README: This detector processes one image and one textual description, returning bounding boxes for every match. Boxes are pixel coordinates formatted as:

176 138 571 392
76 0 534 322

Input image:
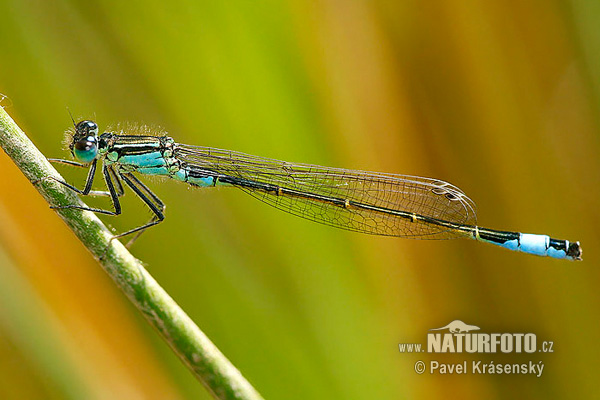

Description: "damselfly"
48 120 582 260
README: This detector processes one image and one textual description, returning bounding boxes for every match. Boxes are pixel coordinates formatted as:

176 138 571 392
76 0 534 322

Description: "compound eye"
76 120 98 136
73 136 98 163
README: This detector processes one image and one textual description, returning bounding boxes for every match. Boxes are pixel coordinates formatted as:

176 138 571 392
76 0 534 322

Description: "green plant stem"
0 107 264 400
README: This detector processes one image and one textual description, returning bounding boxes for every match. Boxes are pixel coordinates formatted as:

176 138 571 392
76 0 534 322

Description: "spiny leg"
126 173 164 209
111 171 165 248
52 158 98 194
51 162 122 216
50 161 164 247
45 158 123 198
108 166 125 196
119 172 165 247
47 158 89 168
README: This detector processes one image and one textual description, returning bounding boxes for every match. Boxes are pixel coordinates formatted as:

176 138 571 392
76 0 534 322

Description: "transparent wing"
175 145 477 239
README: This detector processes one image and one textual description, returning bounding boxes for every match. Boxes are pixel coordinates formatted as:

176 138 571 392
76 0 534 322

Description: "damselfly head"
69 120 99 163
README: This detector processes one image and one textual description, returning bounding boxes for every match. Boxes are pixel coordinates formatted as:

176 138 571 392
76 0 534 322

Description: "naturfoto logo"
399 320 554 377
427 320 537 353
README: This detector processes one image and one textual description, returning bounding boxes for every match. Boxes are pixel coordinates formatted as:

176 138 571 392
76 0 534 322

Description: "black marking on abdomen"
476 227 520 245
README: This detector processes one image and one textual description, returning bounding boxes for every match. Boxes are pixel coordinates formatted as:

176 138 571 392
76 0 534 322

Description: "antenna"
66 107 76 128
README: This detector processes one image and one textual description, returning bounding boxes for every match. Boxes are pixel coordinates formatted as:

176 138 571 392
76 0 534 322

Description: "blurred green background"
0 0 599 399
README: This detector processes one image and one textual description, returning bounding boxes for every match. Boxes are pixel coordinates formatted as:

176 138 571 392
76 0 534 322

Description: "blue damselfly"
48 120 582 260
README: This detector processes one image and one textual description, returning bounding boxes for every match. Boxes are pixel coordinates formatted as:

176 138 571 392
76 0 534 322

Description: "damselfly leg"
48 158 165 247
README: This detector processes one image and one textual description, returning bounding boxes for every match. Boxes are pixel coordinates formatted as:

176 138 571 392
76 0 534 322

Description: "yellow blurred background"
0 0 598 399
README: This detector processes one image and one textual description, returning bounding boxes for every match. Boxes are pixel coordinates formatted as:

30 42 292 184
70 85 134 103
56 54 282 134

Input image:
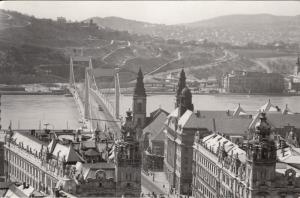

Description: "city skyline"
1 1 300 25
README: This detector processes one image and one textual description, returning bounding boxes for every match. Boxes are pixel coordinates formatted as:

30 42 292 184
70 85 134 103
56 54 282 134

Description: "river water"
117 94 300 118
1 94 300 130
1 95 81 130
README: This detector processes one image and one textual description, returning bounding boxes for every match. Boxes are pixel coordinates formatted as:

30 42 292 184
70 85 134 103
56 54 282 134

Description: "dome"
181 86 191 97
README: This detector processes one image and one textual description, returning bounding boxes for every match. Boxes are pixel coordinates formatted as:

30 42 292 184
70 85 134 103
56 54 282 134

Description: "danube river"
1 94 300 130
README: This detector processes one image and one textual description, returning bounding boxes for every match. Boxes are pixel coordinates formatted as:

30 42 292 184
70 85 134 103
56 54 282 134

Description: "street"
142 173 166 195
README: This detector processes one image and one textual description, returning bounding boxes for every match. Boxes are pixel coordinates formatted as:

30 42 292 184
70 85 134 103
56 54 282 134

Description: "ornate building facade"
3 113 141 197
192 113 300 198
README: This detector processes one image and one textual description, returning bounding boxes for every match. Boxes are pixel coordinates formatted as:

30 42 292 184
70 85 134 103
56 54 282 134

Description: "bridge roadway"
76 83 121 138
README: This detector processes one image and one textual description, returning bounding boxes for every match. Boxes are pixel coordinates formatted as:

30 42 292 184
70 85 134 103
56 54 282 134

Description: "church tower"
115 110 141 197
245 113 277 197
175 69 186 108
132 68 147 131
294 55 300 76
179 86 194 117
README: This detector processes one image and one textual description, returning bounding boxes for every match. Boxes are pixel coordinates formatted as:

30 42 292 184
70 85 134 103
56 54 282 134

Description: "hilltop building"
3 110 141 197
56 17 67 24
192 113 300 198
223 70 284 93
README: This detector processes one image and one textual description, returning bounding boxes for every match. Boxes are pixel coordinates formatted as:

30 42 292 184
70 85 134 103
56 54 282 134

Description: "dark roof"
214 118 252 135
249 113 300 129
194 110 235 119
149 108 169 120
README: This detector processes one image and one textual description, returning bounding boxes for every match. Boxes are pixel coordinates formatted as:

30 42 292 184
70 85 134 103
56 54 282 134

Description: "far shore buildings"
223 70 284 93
-------------------------
Return every entry word for word, minus the pictures.

README: This detector processes one image and one textual description, returning bounding boxes for every match. Boxes are pixel coordinates formatted as:

176 138 571 392
76 0 534 322

Input image:

Description: "damselfly"
48 120 582 260
README: This detector processes one image and one textual description, returning bounding boxes for every match. Boxes are pixel coordinates formatted as:

176 138 571 392
76 0 534 322

Description: "compound eye"
76 120 98 136
73 136 98 163
README: This detector processes one image and one textual description, returning bounding boxes for every match. Boxes are pixel coordinates formatted as:

176 138 571 392
76 0 534 322

Description: "green plant stem"
0 107 264 400
README: This detector processes one image and one textual description, returning bounding boxes for every match. Boxes are pixel coordinates formatted as:

176 138 571 392
76 0 534 322

Description: "spiny leg"
126 173 164 209
111 171 165 248
52 158 98 194
51 162 122 216
50 161 164 247
45 158 123 198
108 166 125 196
119 172 165 247
47 158 89 168
README: This detector processes one image and one textual description, returning bounding boxes for every match. Boxes are pixel coordinates formatted as:

176 138 571 392
76 0 534 322

Description: "transparent wing"
175 145 477 239
README: This detector processes one image and one textual description, returning bounding boxes for every match. Boxes are pixel coordinates formatted as:

176 138 571 392
76 0 534 322

Description: "damselfly head"
69 120 99 163
README: This detector processes one image and one textual description, returning bounding boxes for every match. Boxes are pixel coordinates formatted as:

176 138 571 392
76 0 534 322

Description: "naturfoto logo"
399 320 554 377
427 320 537 353
README: This detector processes one image and one textual description, returning bounding boxes for every match. Boxes are pixel coordinates formatted as:

176 138 571 392
76 0 534 322

Description: "black marking on abdomen"
476 227 520 245
README: This detector processes one image and one textual description, returning bounding boxes for every match. Boxes are pixel coordinates formatted as:

176 138 571 392
76 0 534 322

Description: "antenna"
66 107 76 128
README: This detector processes one image and one textual description, returning bounding boxes for every match. Boxes are pixel coordinates formatted as:

176 138 571 392
76 0 534 322

Description: "blurred green background"
0 0 599 399
README: This detector processes one image and one textual description, returning bounding boxes for every match. Boxes are pixel coordinates formatted as:

176 138 571 392
76 0 534 322

Description: "blue damselfly"
48 120 582 260
README: This detector processes one image and one textual description, returning bounding boxes for every match. Boxes are pixel coordinates formatted as:

176 138 571 392
76 0 534 322

Description: "damselfly leg"
48 158 165 247
README: This detector processes one image and one textual description, returning bounding boxes for every match. Boxes are pixel coordinates formatted as:

176 138 571 392
76 0 534 322

Description: "yellow blurred background"
0 0 598 399
README: This detector processes one image and one textual description, returning bounding boxes for every match. Boxes are pixel coordinates formatted as:

30 42 292 184
70 85 134 103
56 54 282 134

Input image:

Description: "city skyline"
1 1 300 25
README: This detector processes one image and one textual description, returning bounding boxes for every match. Boxes are pixel coordinates formatted as:

30 42 292 184
70 85 134 103
56 54 282 134

Description: "river water"
117 94 300 118
1 94 300 130
1 95 81 130
README: This detector processes one image and one textual description, returning bounding boxes for every match. Boxes are pixel coordinates formatted as:

30 42 292 184
70 85 134 103
56 54 282 134

Description: "dome"
181 86 191 97
README: This detector processes one image and one textual description, returning bounding boxes for every match. Boxes are pixel coordinates formatted as:

30 42 292 184
70 85 134 103
56 54 282 134

Description: "danube river"
1 94 300 130
README: This detector processes one image and one textual description, returning bounding boxes for every match. Boxes are pixel coordinates formatted as:

30 42 292 184
70 85 134 103
56 54 282 134

Description: "street"
142 173 166 195
README: This detector processes one image and one textual description, returning bounding boxes for every match. Boxes are pixel coordinates formatted as:

30 42 292 184
70 85 134 103
56 54 282 134

Description: "ornate building facade"
3 113 141 197
192 113 300 198
README: This detector processes one image and one textual description, returning bounding boxes for every match. Boxes are pixel coordinates formatted as:

30 42 292 184
70 85 134 103
56 54 282 134

Description: "bridge roadway"
76 83 121 138
README: This detector processes one image and one textual description, returning bounding boxes for every match. Boxes are pixel coordinates formatted as:

30 42 292 184
70 85 134 103
56 54 282 134

Description: "church tower"
115 110 141 197
245 113 277 197
175 69 186 108
132 68 147 131
294 55 300 76
179 86 194 117
README: This detector processes one image and one textual description, returning bounding boxes for every match. Boxes are pixel coordinates formatted as:

30 42 292 184
70 85 134 103
56 54 282 134

Description: "hilltop building"
3 110 141 197
56 17 67 24
192 113 300 198
223 70 284 93
README: This detector processes one image and one textual description, returning bounding boxes for every match. Boxes are pixel coordinates formatted as:

30 42 292 184
70 85 134 103
56 54 282 134

Description: "dark roof"
214 118 252 135
249 113 300 129
194 110 235 119
149 108 169 120
README: This detector processes one image and one textual description, returning bounding boxes for every match. Boxes are pixel coordinates formatted as:

30 42 292 184
70 85 134 103
56 54 282 134

Description: "far shore buildings"
223 70 284 93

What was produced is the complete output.